Document excerpt:
══════

One country to keep a close watch on is certainly Italy where, only a week ago, the eurosceptic Five Star Movement scored a milestone victory in the second and final round of local elections. While the turnout was quite low (below average at just above 50%) the meaning of the result was loud and clear: Italy’s politics is once again in turmoil and, this time, it is much more than a protest vote.

It was a resounding defeat for Prime Minister Matteo Renzi and his Democratic Party and a remarkable feat for the Movement – even more significant than its success at the last national election in 2013. “Rome is ours”, “Now it’s our time”, “Let’s change everything”. Such were the cries of joy (that is, the hashtags) around which Five Star Movement supporters gathered online to celebrate Virginia Raggi and Chiara Appendino, the newly elected mayors of Rome and Turin.

══════

Given material:

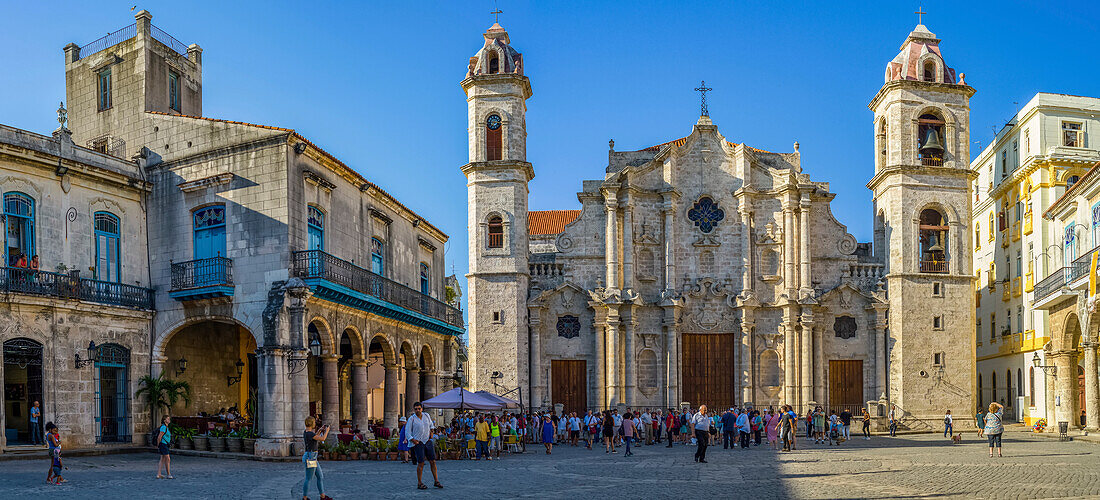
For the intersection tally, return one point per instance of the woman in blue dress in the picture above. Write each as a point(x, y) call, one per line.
point(548, 433)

══════

Problem set:
**a.** Copy word for word the excerpt on Italy's local elections, starting at "One country to" and ending at "Rome and Turin.".
**b.** Write the next part of the excerpt on Italy's local elections, continuing after its last sentence.
The listing plays no part in this.

Solved problems:
**a.**
One country to keep a close watch on is certainly Italy where, only a week ago, the eurosceptic Five Star Movement scored a milestone victory in the second and final round of local elections. While the turnout was quite low (below average at just above 50%) the meaning of the result was loud and clear: Italy’s politics is once again in turmoil and, this time, it is much more than a protest vote.

It was a resounding defeat for Prime Minister Matteo Renzi and his Democratic Party and a remarkable feat for the Movement – even more significant than its success at the last national election in 2013. “Rome is ours”, “Now it’s our time”, “Let’s change everything”. Such were the cries of joy (that is, the hashtags) around which Five Star Movement supporters gathered online to celebrate Virginia Raggi and Chiara Appendino, the newly elected mayors of Rome and Turin.

**b.**
Raggi received 67% of the preferences (twice as much as Roberto Giachetti, her opponent) to become the Italian capital’s first-ever female mayor. Appendino gained 54%, ten points more than Piero Fassino, the former mayor of Turin.

Here to stay

Started in 2009 as a natural offspring of the comedian Beppe Grillo’s blog and as a rebuke of the political establishment’s lack of interest in the initiatives of the blog’s supporters, the Five Star Movement has come a long way. Its first run in 2012 was successful, but far from spectacular: it won mayoral seats in the important city of Parma, along with the smaller centres of Comacchio and Mime.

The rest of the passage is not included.